Extrait fourni

Un des aspects les plus préoccupants du projet de loi n° 69 est la manière dont il propose de financer la transition énergétique. Actuellement, le gouvernement repose principalement sur les tarifs d’électricité propre pour financer cette transition, ce qui contredit le principe de pollueur-payeur. Cette approche régressive fait peser le fardeau sur les consommateur.trice.s d’énergie renouvelable, alors que les industries polluantes continuent à bénéficier d’un traitement privilégié. Le gouvernement devrait plutôt utiliser des mécanismes alternatifs, comme le Fonds d’électrification et de changements climatiques ou une réforme fiscale, afin de répartir équitablement les coûts selon les principes de justice environnementale et sociale, en faisant payer les plus grands pollueurs leur juste part.

Données fournies

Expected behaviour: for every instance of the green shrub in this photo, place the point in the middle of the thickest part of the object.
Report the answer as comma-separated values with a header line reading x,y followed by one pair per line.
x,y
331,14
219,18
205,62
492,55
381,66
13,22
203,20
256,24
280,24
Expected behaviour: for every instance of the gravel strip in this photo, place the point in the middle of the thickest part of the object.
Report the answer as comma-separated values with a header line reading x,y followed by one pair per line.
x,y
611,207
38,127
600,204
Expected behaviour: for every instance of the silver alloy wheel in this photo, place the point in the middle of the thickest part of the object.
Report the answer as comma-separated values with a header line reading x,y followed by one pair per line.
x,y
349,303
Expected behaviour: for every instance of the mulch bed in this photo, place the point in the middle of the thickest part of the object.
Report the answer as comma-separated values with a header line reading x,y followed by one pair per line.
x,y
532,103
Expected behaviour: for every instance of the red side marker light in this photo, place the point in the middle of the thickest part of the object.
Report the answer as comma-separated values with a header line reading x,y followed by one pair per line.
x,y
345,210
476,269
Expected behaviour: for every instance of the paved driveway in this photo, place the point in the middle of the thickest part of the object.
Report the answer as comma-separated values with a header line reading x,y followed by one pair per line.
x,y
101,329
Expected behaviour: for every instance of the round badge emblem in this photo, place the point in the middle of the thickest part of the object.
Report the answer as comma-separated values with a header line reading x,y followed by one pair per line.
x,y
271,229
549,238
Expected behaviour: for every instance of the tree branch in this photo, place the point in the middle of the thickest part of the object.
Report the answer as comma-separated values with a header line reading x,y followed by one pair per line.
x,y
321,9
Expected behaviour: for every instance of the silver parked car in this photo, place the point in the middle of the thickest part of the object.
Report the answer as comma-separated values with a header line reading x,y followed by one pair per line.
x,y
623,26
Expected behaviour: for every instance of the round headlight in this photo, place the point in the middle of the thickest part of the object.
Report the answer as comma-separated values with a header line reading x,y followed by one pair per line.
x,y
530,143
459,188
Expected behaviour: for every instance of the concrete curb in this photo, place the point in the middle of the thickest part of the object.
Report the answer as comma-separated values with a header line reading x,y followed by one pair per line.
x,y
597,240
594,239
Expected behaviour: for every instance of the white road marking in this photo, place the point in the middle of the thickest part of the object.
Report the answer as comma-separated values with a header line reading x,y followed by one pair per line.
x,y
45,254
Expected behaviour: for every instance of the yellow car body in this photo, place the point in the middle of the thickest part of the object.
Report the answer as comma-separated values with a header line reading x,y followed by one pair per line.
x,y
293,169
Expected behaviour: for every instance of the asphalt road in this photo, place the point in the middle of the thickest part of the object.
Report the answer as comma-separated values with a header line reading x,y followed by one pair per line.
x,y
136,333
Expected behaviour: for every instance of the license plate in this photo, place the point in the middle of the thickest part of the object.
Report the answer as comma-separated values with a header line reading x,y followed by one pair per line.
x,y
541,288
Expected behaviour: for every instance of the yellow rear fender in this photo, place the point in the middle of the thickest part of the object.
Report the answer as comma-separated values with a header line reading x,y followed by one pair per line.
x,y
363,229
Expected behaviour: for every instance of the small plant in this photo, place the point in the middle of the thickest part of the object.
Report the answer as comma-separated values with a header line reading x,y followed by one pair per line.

Consigne
Rédigez la suite de l'extrait consacré au financement de la transition énergétique dans le projet de loi n° 69, à partir de sa dernière phrase.

Réponse rédigée
Le projet de loi n° 69 centralise davantage les pouvoirs entre les mains du ou de la ministre de l’Économie, de l’Innovation et de l’Énergie, sans instaurer de mécanismes adéquats de consultation publique ou de contrôle des décisions. En affaiblissant la reddition de comptes et le rôle de la Régie de l’énergie, ce projet crée un cadre opaque où des décisions peuvent être prises sans évaluation approfondie de leurs impacts et sans consulter la société civile. Pour assurer une gouvernance énergétique transparente et équitable, le rôle de la Régie doit être renforcé, et toute réforme énergétique doit inclure de véritables consultations publiques.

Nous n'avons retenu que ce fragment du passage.